Data excerpts
▼▼▼
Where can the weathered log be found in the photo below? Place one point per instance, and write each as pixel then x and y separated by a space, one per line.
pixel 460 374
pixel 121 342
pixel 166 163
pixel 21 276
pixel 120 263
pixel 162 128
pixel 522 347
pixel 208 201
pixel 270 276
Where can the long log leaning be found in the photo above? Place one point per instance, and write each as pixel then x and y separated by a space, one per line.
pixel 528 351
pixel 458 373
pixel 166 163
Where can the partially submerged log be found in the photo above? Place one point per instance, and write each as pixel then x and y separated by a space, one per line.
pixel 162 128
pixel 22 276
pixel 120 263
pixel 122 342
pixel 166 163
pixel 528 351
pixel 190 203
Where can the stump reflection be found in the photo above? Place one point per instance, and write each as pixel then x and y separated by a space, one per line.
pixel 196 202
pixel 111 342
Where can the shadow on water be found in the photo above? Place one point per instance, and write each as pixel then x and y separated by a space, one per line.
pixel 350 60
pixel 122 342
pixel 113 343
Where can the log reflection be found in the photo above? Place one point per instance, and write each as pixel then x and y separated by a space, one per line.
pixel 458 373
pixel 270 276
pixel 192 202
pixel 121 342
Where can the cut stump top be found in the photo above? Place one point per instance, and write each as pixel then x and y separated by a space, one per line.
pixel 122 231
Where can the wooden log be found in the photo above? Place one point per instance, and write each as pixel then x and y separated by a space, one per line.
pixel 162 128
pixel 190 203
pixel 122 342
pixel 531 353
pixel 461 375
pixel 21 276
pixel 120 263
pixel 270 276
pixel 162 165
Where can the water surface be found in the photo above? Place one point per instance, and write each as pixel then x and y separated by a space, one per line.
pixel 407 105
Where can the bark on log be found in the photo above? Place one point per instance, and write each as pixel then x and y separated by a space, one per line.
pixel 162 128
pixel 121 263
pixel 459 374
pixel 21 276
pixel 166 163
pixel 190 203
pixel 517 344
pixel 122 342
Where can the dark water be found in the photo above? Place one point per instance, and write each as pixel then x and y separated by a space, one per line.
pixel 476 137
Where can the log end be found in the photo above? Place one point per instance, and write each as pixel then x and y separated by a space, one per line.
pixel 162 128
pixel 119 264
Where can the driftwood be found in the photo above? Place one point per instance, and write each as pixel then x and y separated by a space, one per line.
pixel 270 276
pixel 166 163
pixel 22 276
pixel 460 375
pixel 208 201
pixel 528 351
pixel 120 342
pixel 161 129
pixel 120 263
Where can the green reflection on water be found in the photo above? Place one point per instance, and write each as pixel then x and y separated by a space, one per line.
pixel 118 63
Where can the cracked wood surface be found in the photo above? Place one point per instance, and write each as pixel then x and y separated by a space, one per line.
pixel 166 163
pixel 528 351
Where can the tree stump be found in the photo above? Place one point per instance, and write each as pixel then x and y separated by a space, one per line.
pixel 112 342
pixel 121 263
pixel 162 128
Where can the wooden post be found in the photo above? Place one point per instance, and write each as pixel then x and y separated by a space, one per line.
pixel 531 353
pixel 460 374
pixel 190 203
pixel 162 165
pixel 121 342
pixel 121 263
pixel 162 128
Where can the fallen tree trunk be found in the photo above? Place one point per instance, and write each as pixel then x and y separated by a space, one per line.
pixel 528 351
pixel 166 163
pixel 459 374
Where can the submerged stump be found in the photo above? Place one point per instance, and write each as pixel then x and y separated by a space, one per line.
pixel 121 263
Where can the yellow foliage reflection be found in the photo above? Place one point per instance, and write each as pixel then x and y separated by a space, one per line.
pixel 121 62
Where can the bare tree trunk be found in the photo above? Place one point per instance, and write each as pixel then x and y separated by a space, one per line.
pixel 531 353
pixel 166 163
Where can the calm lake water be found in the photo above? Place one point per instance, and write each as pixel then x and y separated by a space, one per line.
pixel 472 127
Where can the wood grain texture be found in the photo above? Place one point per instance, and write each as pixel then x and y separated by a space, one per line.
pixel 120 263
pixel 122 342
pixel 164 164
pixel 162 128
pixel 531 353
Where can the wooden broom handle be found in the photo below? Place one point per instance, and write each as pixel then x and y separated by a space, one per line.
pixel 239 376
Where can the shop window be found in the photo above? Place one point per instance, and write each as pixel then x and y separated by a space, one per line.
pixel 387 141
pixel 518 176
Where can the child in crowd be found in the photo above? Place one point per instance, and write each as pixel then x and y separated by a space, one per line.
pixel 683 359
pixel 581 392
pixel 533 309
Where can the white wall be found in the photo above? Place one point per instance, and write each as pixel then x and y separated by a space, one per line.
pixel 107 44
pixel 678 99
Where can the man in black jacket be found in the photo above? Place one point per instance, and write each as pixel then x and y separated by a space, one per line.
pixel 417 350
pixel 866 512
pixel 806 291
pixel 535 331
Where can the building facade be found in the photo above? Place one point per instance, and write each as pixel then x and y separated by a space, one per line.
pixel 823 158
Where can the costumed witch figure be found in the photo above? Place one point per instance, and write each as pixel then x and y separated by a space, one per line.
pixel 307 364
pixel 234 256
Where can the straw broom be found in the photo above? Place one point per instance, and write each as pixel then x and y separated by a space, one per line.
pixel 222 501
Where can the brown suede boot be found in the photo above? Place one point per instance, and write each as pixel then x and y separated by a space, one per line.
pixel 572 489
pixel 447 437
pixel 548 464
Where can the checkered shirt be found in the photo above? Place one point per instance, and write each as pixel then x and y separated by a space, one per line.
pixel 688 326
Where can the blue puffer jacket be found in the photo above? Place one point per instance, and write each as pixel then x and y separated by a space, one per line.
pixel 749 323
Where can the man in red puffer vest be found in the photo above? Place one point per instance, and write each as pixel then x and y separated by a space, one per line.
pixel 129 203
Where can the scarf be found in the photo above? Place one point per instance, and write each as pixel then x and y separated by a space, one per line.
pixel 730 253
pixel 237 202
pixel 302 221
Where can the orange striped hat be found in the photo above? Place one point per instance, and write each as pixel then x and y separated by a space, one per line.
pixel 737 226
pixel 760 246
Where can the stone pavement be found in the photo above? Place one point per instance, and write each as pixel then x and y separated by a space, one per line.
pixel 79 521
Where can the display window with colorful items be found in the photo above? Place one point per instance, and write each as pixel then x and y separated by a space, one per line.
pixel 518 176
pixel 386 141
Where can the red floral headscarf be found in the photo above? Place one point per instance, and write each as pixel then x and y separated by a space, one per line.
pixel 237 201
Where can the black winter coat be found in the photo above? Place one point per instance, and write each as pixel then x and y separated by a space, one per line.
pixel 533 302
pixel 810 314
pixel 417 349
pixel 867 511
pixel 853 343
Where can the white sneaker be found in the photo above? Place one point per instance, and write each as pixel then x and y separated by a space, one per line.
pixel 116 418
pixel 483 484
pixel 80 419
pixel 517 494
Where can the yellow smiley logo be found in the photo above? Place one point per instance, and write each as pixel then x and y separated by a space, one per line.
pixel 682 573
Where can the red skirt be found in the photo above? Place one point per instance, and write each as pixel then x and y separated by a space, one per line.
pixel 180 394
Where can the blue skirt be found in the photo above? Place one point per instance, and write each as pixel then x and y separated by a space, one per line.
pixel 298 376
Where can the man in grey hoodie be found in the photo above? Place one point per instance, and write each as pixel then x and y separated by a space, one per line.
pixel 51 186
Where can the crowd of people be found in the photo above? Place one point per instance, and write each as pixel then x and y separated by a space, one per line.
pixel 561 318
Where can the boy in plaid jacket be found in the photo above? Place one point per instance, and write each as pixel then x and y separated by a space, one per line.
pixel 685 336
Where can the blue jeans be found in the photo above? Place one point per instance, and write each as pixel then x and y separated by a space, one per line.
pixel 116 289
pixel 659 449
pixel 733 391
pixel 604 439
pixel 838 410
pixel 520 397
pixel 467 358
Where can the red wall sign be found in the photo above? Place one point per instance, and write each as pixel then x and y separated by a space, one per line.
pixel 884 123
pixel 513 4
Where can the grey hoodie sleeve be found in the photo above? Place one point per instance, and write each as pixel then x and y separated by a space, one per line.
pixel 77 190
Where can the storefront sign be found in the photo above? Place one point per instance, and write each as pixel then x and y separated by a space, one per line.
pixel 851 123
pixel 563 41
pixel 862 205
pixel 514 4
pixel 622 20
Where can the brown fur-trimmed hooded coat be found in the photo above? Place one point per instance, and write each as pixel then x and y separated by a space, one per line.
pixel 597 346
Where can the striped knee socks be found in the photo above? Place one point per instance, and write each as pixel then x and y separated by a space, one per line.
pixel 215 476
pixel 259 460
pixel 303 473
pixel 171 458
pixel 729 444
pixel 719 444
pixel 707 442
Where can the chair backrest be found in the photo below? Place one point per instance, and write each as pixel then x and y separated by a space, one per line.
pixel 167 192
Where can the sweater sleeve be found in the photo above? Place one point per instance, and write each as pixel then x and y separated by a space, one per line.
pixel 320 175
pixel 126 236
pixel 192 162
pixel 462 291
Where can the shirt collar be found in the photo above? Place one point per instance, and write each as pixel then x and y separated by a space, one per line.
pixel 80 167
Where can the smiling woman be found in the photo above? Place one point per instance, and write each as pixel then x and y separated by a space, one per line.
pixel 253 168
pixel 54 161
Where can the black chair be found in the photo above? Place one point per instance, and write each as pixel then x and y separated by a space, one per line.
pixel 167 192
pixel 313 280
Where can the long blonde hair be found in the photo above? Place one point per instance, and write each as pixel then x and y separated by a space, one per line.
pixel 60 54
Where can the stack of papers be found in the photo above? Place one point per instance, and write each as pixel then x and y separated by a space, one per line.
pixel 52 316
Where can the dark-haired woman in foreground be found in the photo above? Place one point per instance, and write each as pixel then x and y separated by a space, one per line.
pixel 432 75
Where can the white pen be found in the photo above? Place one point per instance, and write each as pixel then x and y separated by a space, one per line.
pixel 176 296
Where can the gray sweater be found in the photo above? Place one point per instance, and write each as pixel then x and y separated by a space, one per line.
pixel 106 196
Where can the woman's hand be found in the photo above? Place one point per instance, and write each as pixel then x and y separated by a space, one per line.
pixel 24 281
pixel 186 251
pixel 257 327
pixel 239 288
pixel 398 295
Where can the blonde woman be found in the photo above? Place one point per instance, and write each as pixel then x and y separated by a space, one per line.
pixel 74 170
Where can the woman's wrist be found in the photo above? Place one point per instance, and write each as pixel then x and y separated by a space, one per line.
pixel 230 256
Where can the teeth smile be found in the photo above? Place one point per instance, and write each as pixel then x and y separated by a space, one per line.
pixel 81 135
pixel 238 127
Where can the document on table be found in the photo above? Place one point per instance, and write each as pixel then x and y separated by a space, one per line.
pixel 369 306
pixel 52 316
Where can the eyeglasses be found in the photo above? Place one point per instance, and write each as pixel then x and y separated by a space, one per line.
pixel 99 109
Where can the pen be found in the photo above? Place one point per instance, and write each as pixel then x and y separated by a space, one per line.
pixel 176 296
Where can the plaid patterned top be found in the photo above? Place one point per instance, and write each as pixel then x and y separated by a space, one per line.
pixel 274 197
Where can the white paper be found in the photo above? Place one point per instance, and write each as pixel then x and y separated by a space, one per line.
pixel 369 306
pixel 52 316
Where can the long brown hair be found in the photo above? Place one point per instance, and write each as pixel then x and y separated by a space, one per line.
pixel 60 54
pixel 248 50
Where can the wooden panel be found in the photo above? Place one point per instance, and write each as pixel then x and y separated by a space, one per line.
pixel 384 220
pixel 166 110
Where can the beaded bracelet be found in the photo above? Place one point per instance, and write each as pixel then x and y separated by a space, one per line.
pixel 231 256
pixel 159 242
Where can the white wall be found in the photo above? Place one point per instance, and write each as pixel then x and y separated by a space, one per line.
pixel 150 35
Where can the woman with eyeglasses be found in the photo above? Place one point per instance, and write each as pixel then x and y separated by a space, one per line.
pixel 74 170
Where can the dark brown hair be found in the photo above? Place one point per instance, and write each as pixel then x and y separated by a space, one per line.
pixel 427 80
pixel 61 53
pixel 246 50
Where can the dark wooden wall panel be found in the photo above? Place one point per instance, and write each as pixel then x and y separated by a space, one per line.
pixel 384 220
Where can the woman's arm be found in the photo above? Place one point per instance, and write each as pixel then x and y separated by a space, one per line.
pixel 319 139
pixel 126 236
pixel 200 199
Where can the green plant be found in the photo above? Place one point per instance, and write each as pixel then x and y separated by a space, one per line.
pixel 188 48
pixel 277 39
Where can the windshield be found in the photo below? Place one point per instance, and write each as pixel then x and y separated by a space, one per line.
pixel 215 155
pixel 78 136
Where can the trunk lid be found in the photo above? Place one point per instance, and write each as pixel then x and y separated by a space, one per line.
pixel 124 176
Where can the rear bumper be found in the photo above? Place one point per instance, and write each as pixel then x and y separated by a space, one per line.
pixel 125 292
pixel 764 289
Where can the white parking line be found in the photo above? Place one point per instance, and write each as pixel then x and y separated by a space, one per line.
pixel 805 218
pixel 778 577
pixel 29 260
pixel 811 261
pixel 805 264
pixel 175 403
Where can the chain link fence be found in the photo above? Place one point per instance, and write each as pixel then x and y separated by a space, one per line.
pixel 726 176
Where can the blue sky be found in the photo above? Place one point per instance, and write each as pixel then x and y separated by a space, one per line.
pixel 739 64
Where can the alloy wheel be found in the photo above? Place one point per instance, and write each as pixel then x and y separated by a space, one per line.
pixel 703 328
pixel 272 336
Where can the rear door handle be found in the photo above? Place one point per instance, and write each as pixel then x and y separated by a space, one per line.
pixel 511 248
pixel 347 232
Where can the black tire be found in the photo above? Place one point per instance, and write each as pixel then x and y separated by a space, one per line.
▲▲▲
Task to complete
Put the entries between the lines holding "Where can the chain" and "pixel 739 64", inclusive, into a two-column CSV with the headers input and output. Give one row per entry, with its text under input and its answer under output, each in a single quoted field with line breaks replaced by spaces.

Exercise response
input,output
"Where can the chain link fence be found in the photo above? Place one point per instance, and write each as pixel then x and y separated by a space, one per line.","pixel 726 176"
"Where can the blue sky be found in the photo above? Place one point per instance, and write each as pixel then x and y separated by a space, one per line.","pixel 739 64"